» **Short task**: Which lines in the entries below contain the string "gray"? Find each one and copy it out in full.
#### Record excerpts ####
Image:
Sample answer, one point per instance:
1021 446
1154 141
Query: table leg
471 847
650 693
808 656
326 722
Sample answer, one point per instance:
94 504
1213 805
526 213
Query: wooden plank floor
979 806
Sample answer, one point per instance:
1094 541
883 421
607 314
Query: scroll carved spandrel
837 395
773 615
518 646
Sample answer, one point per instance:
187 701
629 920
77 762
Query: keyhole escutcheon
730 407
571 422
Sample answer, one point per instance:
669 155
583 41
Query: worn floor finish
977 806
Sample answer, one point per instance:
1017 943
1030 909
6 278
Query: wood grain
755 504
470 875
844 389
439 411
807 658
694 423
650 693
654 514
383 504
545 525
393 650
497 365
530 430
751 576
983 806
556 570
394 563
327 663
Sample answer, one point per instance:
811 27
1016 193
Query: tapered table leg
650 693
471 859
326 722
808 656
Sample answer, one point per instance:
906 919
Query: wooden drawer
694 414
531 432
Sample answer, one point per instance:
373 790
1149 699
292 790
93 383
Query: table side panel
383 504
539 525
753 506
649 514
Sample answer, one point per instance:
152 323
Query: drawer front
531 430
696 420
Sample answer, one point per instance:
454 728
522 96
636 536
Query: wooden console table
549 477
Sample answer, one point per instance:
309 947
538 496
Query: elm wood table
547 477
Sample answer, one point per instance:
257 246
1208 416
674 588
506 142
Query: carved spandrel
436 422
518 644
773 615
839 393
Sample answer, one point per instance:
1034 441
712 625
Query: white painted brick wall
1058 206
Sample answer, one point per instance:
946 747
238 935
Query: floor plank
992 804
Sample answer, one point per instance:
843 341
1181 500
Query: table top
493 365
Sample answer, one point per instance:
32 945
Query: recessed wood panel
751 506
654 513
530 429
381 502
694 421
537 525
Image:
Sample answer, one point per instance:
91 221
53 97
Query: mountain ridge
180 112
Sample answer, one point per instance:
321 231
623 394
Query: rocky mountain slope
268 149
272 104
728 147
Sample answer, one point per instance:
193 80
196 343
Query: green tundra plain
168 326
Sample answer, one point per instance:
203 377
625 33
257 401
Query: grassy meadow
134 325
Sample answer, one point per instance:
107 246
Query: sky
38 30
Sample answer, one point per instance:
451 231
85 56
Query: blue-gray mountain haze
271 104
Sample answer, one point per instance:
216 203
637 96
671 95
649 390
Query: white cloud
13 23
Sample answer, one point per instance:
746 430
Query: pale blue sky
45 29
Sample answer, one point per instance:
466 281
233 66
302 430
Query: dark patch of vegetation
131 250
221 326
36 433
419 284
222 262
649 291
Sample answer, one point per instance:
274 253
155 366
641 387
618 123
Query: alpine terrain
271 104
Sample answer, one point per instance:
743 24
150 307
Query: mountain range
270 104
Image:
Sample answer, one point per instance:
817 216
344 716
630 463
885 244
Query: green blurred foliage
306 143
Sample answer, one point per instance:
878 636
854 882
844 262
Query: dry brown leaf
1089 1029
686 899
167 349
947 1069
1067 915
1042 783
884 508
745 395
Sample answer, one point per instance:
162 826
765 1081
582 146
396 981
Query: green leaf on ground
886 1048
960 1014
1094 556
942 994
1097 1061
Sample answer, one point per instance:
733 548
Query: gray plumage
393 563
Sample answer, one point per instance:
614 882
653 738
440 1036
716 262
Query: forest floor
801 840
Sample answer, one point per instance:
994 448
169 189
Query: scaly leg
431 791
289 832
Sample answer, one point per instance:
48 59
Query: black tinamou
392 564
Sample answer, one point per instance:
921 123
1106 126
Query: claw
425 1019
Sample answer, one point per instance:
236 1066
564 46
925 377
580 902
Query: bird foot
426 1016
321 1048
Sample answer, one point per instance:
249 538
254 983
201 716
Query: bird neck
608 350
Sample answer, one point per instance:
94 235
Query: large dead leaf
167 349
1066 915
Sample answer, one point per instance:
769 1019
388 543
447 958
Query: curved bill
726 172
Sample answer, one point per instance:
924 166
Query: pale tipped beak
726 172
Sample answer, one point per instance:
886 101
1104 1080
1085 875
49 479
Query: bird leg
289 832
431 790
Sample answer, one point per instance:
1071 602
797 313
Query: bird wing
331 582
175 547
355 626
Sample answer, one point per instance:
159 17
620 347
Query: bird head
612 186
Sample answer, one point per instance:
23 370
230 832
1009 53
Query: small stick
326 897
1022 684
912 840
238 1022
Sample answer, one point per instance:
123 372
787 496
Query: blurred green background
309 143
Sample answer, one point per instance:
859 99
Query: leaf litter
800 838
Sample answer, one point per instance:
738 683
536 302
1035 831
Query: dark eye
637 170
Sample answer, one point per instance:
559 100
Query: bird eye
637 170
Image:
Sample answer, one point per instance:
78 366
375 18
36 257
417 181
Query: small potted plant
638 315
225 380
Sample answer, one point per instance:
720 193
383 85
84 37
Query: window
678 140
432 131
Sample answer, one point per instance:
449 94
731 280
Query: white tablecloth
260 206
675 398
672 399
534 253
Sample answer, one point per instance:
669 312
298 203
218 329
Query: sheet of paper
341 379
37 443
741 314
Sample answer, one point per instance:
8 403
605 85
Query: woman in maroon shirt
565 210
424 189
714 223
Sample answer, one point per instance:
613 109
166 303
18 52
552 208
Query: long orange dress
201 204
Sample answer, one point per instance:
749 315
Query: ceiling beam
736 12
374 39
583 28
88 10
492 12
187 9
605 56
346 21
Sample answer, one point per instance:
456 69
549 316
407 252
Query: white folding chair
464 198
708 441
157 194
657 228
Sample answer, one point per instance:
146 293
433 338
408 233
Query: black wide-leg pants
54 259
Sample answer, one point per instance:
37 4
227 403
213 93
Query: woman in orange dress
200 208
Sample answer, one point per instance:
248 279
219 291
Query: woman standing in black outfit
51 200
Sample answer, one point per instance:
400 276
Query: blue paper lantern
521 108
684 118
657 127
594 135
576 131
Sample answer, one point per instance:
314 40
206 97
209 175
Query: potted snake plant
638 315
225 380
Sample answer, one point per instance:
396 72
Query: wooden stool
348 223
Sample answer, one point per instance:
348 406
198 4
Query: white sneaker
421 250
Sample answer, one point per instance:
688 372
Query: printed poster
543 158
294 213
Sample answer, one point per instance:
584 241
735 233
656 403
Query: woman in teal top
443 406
####
» **Solution for this task**:
Query: blue-gray mountain haze
Query: gray plumage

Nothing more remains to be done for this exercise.